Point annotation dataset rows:
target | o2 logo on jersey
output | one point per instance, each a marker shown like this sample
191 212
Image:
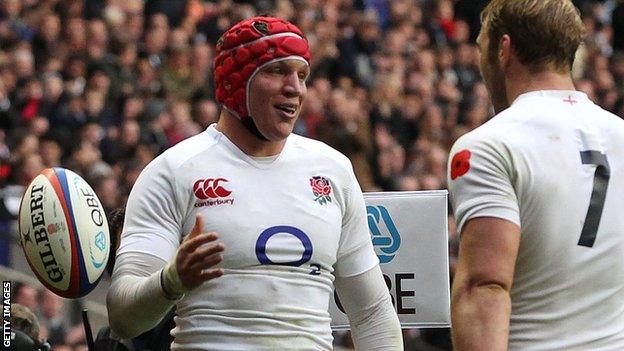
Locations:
389 240
210 188
285 231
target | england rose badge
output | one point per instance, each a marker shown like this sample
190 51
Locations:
321 188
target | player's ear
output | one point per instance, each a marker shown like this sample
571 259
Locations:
505 51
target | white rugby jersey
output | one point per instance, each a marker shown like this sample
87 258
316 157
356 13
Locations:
538 164
289 224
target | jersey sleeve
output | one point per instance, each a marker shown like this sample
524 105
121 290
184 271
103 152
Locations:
355 252
480 175
153 221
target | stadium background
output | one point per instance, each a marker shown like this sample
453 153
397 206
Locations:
104 86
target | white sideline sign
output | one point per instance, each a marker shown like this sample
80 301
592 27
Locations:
410 234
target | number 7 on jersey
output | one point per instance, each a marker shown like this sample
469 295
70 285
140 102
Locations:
598 196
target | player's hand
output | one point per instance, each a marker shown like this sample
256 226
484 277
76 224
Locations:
194 261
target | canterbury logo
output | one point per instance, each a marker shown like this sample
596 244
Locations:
210 188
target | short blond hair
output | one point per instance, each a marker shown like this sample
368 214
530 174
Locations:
545 34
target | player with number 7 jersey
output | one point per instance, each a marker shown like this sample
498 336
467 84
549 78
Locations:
558 174
537 193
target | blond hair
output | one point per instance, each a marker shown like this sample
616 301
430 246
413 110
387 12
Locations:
545 34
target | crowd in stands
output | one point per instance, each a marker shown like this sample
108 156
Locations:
102 87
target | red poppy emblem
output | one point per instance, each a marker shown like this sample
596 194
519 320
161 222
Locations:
460 164
321 188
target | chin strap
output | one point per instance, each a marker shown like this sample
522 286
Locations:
251 127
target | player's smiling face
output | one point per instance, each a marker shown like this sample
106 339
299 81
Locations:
276 93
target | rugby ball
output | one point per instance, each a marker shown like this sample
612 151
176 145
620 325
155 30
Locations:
64 232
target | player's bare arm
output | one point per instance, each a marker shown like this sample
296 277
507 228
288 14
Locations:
194 261
480 300
148 295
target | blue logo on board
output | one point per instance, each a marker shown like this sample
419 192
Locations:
100 243
385 236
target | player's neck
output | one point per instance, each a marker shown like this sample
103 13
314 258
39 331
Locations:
248 143
523 81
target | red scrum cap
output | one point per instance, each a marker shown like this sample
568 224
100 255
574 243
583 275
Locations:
245 48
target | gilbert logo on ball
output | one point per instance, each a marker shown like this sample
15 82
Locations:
64 232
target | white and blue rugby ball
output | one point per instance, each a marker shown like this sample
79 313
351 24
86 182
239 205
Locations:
64 232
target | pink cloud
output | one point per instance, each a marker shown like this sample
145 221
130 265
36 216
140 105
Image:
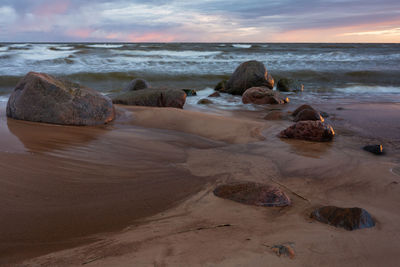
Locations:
80 33
50 8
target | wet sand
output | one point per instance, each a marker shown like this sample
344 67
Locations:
153 172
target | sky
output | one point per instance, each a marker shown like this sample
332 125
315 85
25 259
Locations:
199 21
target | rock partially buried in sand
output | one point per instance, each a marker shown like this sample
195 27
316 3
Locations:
152 97
249 74
309 130
308 115
204 101
263 95
347 218
215 94
375 149
40 97
136 84
289 85
253 194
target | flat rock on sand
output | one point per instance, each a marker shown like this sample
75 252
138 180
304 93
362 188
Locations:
309 130
347 218
253 194
40 97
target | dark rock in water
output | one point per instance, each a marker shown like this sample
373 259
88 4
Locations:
274 115
249 74
301 108
215 94
190 92
263 95
309 130
324 114
136 84
376 149
221 86
40 97
308 115
204 101
284 249
289 85
347 218
152 97
253 194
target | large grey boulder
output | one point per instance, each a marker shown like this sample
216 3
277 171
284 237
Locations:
249 74
40 97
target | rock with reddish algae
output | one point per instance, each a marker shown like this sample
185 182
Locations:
309 130
308 115
40 97
249 74
263 95
253 194
347 218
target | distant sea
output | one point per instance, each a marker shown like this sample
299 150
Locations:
369 72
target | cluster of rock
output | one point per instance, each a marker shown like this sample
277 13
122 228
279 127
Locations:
40 97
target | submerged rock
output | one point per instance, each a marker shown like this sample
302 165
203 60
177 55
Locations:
301 108
375 149
309 130
40 97
274 115
190 92
249 74
221 86
289 85
136 84
308 115
215 94
347 218
263 95
204 101
253 194
152 97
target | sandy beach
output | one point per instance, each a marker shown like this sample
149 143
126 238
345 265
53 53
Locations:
139 190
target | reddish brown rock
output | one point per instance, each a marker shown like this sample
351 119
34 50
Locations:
347 218
152 97
40 97
248 74
263 95
309 130
274 115
253 194
308 115
215 94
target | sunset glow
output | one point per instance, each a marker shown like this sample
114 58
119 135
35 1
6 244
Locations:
206 21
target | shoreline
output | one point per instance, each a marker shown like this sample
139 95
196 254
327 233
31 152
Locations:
341 171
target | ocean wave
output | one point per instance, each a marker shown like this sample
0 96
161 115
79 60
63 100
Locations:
242 45
105 45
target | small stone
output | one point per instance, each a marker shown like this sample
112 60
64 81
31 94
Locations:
253 194
347 218
190 92
375 149
215 94
204 101
285 250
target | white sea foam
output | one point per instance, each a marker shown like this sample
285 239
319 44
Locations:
105 46
242 45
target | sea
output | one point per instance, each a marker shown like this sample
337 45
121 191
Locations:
329 71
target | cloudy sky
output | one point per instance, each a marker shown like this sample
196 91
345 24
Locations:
200 21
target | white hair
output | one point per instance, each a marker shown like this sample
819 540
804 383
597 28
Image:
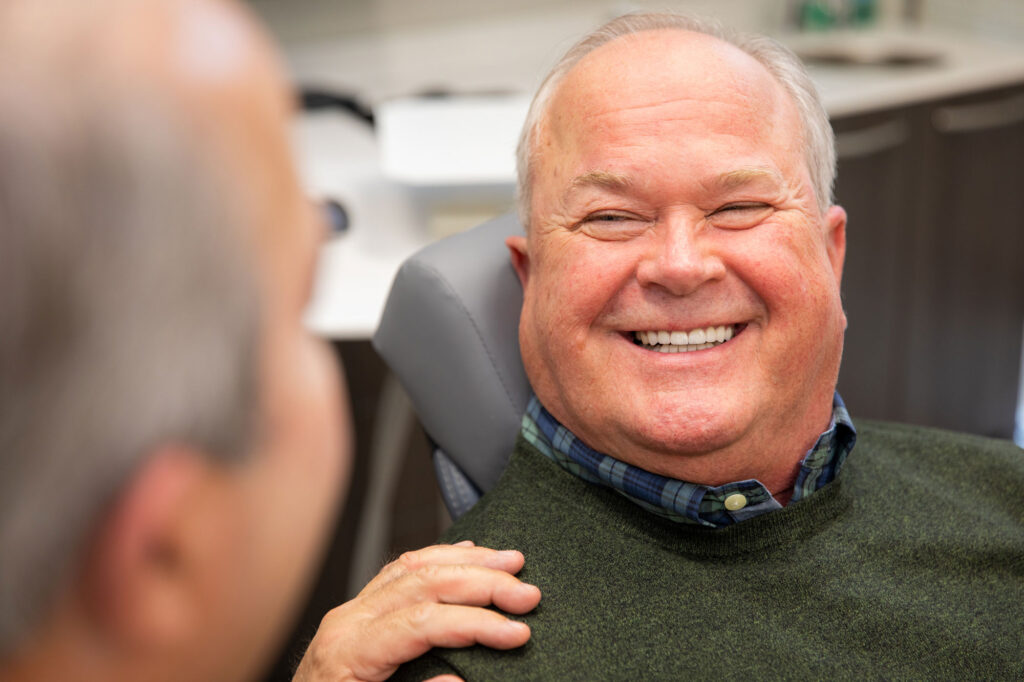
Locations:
780 61
129 312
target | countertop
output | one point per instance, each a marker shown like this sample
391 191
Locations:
340 158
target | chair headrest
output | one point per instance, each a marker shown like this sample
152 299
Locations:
450 333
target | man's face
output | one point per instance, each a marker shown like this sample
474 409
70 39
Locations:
671 195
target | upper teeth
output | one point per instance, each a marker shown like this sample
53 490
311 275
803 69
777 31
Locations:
696 339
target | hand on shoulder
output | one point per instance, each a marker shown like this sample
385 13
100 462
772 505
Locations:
435 596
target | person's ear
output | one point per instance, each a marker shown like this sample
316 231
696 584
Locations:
835 226
836 240
146 572
520 257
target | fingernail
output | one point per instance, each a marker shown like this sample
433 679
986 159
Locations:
517 628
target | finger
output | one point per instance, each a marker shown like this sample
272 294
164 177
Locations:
412 632
507 560
464 584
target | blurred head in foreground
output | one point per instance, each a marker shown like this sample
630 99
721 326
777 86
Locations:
171 439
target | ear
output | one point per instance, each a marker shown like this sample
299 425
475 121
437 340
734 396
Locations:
144 570
520 257
836 240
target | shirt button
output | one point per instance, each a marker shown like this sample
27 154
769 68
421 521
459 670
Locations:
735 502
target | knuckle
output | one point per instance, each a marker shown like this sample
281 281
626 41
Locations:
409 561
420 614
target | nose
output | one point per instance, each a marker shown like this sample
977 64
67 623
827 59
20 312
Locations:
680 258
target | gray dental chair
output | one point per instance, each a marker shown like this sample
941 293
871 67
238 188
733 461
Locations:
450 334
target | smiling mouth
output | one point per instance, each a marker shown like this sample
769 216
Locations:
682 342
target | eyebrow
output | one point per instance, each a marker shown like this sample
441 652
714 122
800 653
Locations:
743 176
603 179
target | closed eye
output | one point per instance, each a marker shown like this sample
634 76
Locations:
740 215
612 225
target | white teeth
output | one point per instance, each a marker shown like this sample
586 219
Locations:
680 342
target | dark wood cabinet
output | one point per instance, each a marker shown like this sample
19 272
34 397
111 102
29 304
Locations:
934 281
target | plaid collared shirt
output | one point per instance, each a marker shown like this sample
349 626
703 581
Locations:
677 500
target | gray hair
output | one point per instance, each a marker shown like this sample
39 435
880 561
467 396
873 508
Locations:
779 60
129 316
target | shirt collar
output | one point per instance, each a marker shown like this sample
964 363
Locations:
678 500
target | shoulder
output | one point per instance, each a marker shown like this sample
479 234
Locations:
901 458
931 442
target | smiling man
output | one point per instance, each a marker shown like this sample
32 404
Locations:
686 485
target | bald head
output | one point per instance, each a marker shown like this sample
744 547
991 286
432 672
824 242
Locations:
640 32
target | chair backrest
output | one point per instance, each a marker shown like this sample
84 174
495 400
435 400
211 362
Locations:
450 334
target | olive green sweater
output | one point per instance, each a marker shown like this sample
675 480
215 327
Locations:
909 565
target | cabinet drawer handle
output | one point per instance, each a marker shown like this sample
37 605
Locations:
870 140
986 116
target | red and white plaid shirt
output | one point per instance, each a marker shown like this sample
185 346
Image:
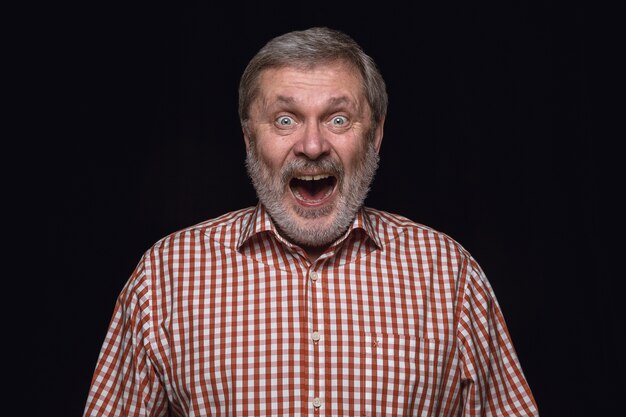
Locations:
227 318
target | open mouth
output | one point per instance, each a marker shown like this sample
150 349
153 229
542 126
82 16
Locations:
312 189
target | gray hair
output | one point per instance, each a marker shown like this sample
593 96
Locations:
306 49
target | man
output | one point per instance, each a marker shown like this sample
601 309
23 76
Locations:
309 303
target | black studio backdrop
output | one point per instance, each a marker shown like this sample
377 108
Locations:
487 139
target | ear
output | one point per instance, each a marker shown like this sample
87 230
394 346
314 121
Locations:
246 136
378 134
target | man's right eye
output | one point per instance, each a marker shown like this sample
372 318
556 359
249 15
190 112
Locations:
285 121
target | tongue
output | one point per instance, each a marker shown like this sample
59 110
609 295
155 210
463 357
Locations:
312 190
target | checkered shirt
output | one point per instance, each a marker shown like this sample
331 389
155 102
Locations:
226 318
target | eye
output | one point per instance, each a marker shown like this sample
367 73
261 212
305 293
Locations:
339 121
285 121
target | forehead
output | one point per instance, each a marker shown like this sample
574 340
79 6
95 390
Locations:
335 82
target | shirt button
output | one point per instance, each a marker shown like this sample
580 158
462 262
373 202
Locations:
317 403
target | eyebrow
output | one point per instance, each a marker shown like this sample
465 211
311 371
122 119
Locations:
332 102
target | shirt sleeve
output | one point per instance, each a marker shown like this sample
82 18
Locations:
125 382
493 381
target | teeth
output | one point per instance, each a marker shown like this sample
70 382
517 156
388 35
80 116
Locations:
312 177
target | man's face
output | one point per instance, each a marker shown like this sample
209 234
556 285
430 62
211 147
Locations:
311 151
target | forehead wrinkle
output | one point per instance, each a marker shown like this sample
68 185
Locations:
333 102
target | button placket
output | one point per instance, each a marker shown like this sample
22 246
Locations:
316 338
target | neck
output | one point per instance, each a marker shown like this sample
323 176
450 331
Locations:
314 252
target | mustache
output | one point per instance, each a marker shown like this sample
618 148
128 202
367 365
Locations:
326 165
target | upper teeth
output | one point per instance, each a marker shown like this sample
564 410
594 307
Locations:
312 177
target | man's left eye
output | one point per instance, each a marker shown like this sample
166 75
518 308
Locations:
339 120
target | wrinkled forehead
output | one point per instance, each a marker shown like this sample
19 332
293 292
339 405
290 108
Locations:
341 81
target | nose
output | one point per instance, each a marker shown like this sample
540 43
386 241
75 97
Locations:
312 144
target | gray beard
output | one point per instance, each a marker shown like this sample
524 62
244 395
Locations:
271 187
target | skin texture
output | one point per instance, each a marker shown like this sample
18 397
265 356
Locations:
312 122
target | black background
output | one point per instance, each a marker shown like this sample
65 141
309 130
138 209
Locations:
490 138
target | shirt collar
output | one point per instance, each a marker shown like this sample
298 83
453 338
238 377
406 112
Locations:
260 222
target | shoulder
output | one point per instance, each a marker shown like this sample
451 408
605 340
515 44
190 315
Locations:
218 231
398 233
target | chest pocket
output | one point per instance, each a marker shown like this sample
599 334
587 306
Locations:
388 374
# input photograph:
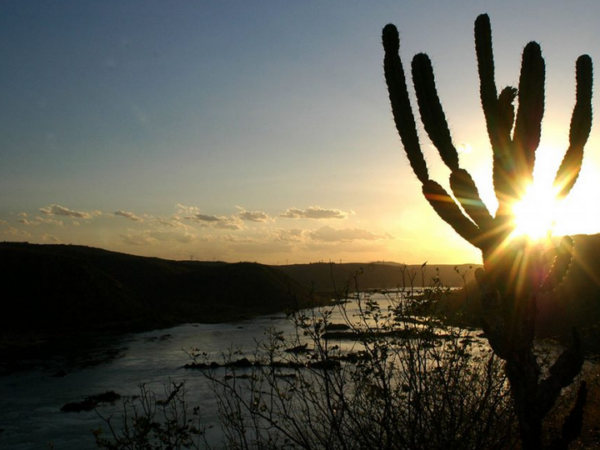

▶ [Task objective]:
Pick out every line in the rows above that contains the word "gray" and copy each one.

▶ [Finished task]:
target | gray dental chair
target | gray hair
target | gray hair
target | gray beard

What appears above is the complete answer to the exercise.